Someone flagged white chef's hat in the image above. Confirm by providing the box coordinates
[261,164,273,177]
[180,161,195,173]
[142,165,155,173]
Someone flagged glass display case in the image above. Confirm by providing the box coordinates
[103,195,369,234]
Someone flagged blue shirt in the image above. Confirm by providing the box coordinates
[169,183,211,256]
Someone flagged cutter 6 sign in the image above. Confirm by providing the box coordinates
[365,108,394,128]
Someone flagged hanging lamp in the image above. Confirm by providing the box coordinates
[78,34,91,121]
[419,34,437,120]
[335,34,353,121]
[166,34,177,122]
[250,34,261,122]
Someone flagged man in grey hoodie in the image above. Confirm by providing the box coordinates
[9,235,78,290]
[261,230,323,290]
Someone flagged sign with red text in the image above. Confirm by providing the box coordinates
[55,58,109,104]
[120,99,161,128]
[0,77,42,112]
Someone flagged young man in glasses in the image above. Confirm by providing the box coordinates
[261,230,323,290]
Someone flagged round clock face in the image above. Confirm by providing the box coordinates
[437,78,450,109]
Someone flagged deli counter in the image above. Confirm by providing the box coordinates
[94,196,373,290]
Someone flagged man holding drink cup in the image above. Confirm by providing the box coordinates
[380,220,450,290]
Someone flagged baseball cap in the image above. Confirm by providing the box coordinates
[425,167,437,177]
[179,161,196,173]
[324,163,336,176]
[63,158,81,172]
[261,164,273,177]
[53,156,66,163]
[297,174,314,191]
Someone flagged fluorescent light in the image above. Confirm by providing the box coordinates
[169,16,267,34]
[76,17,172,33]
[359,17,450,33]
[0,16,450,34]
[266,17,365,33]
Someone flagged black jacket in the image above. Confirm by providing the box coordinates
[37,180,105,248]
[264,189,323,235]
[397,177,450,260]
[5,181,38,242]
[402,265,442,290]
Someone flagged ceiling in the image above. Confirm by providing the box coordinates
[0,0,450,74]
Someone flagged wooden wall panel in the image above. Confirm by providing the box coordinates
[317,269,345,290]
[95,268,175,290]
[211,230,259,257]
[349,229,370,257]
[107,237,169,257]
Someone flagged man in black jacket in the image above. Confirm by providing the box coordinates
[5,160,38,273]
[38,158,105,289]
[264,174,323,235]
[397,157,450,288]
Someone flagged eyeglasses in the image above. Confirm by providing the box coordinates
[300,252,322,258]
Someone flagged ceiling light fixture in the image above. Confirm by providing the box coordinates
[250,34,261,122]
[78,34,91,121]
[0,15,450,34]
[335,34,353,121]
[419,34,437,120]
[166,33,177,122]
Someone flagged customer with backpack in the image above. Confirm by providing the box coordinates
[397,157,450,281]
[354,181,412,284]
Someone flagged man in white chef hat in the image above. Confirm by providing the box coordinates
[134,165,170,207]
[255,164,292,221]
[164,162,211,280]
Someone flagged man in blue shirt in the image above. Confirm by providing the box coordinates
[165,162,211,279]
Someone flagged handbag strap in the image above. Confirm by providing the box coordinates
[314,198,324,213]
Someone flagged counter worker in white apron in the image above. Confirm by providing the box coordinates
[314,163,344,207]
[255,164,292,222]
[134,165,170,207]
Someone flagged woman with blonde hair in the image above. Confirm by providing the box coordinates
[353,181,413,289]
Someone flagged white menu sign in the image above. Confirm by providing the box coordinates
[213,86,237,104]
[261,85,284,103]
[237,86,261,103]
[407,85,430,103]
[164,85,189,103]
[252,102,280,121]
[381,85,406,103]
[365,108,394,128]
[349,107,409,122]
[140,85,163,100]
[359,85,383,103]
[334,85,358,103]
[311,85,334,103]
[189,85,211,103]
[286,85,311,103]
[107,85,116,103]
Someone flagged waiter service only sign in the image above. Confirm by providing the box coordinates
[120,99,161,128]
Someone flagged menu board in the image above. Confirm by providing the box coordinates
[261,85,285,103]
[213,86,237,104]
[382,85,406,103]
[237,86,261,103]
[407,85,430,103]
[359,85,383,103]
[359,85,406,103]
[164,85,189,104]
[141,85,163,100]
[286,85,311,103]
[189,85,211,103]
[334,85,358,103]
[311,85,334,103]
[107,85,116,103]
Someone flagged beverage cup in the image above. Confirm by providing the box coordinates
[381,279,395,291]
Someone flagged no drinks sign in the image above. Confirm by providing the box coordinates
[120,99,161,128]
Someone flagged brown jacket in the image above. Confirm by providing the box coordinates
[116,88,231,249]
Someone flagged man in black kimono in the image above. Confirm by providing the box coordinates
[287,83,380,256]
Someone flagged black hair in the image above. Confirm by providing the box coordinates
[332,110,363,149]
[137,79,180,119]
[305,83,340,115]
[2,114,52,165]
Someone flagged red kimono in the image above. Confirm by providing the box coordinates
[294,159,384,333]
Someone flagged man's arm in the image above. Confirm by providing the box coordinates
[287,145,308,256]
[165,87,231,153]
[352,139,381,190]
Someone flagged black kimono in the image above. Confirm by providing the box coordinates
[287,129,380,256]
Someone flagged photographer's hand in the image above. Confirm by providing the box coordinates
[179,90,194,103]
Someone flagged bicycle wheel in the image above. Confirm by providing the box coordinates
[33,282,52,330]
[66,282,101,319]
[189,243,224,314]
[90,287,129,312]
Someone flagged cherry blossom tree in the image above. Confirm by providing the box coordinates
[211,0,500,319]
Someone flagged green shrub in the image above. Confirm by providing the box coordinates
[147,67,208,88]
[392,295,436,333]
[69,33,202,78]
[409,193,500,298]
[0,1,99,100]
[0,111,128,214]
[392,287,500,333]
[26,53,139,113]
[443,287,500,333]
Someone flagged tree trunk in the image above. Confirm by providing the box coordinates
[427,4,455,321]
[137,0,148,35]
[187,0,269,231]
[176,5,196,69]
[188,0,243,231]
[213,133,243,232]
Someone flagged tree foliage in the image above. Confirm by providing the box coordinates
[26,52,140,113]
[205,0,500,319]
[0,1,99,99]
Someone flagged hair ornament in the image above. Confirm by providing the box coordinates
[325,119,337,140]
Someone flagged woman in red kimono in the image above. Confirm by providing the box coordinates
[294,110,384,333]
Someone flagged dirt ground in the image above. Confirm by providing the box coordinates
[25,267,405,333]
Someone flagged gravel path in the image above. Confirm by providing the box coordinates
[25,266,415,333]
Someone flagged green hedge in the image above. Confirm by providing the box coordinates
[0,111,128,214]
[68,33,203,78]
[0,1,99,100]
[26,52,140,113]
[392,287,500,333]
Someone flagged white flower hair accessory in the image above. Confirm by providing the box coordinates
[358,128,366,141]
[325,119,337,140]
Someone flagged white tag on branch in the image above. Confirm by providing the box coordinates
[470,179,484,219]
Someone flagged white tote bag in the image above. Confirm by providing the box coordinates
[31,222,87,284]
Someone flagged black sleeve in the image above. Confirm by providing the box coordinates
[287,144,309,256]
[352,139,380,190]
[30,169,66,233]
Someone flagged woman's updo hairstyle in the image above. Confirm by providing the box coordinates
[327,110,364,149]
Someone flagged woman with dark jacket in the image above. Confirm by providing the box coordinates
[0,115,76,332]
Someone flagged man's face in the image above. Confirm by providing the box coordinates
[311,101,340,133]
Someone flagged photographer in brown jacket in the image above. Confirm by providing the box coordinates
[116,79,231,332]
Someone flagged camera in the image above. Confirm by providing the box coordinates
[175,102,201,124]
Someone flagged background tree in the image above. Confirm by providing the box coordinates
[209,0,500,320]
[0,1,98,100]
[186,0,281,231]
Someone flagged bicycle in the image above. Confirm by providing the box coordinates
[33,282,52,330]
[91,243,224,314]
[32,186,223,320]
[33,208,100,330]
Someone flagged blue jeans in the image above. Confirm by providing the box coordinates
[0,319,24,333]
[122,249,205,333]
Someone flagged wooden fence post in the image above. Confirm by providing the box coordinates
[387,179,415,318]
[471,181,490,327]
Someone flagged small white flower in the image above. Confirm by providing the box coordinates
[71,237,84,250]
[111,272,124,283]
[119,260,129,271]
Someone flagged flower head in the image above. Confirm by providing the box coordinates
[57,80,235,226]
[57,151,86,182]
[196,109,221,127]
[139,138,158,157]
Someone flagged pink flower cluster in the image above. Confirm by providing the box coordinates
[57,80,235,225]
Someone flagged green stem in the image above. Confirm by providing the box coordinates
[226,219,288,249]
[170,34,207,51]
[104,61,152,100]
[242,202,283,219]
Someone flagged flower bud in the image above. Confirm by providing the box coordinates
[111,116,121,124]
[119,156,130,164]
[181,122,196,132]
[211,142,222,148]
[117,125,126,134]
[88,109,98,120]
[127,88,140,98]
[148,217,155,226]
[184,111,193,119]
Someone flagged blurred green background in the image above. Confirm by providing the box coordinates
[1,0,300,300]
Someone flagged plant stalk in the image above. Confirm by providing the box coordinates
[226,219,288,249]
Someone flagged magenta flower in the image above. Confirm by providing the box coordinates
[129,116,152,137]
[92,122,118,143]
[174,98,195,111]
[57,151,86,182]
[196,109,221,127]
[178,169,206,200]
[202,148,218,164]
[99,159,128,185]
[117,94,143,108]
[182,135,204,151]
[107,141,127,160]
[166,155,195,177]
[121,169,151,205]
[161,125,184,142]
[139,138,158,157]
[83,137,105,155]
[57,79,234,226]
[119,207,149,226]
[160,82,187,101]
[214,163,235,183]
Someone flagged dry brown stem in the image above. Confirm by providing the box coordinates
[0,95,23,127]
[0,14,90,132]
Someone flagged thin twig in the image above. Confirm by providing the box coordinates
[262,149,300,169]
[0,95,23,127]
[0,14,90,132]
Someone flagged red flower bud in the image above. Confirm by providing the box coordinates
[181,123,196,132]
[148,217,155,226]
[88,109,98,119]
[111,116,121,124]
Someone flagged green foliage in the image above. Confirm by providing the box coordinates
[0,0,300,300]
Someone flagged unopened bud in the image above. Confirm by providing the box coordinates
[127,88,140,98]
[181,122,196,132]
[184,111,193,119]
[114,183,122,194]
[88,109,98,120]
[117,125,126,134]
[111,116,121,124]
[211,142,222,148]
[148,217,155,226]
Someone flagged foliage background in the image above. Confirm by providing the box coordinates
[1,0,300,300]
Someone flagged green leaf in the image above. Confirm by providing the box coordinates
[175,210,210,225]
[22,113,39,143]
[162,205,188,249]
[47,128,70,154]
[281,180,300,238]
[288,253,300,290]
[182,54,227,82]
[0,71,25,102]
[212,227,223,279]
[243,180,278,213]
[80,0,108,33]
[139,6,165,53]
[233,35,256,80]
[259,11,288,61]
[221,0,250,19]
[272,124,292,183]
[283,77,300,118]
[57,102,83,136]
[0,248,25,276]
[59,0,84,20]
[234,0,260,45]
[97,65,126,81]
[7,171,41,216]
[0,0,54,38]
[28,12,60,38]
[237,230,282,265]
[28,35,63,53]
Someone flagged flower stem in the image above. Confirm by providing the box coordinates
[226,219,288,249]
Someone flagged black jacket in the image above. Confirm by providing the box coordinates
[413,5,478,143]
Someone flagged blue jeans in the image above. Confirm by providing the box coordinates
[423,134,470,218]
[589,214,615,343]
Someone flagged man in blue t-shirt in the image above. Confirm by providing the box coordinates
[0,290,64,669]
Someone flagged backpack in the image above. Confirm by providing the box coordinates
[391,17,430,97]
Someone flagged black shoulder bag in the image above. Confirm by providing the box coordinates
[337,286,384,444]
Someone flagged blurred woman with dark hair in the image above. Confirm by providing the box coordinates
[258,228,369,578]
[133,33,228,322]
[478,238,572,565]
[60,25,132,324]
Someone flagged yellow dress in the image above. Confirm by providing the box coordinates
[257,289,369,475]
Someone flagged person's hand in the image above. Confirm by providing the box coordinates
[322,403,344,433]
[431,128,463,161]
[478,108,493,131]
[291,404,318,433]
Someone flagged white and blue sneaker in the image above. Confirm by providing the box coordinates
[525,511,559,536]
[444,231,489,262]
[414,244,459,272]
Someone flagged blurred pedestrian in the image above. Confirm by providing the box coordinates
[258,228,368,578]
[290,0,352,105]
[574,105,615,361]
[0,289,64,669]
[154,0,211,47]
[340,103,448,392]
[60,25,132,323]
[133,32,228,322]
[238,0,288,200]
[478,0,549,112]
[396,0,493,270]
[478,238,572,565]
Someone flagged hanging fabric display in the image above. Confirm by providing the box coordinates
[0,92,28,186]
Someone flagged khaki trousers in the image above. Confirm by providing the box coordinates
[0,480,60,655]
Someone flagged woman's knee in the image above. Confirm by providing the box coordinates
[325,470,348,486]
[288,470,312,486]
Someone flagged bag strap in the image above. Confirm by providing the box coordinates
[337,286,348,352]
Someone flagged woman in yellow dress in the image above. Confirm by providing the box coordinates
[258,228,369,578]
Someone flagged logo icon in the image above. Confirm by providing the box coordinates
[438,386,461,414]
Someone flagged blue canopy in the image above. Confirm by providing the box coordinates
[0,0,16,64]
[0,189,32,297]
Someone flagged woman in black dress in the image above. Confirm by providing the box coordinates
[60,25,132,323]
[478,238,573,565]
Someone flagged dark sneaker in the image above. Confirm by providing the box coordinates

----

Travail à faire: Relevez dans les entrées ci-dessus chaque ligne qui contient le mot « menu », puis recopiez ces lignes sans les modifier.

Réponse correcte:
Someone flagged white menu sign in the image above. Confirm by providing the box coordinates
Someone flagged menu board in the image above. Confirm by providing the box coordinates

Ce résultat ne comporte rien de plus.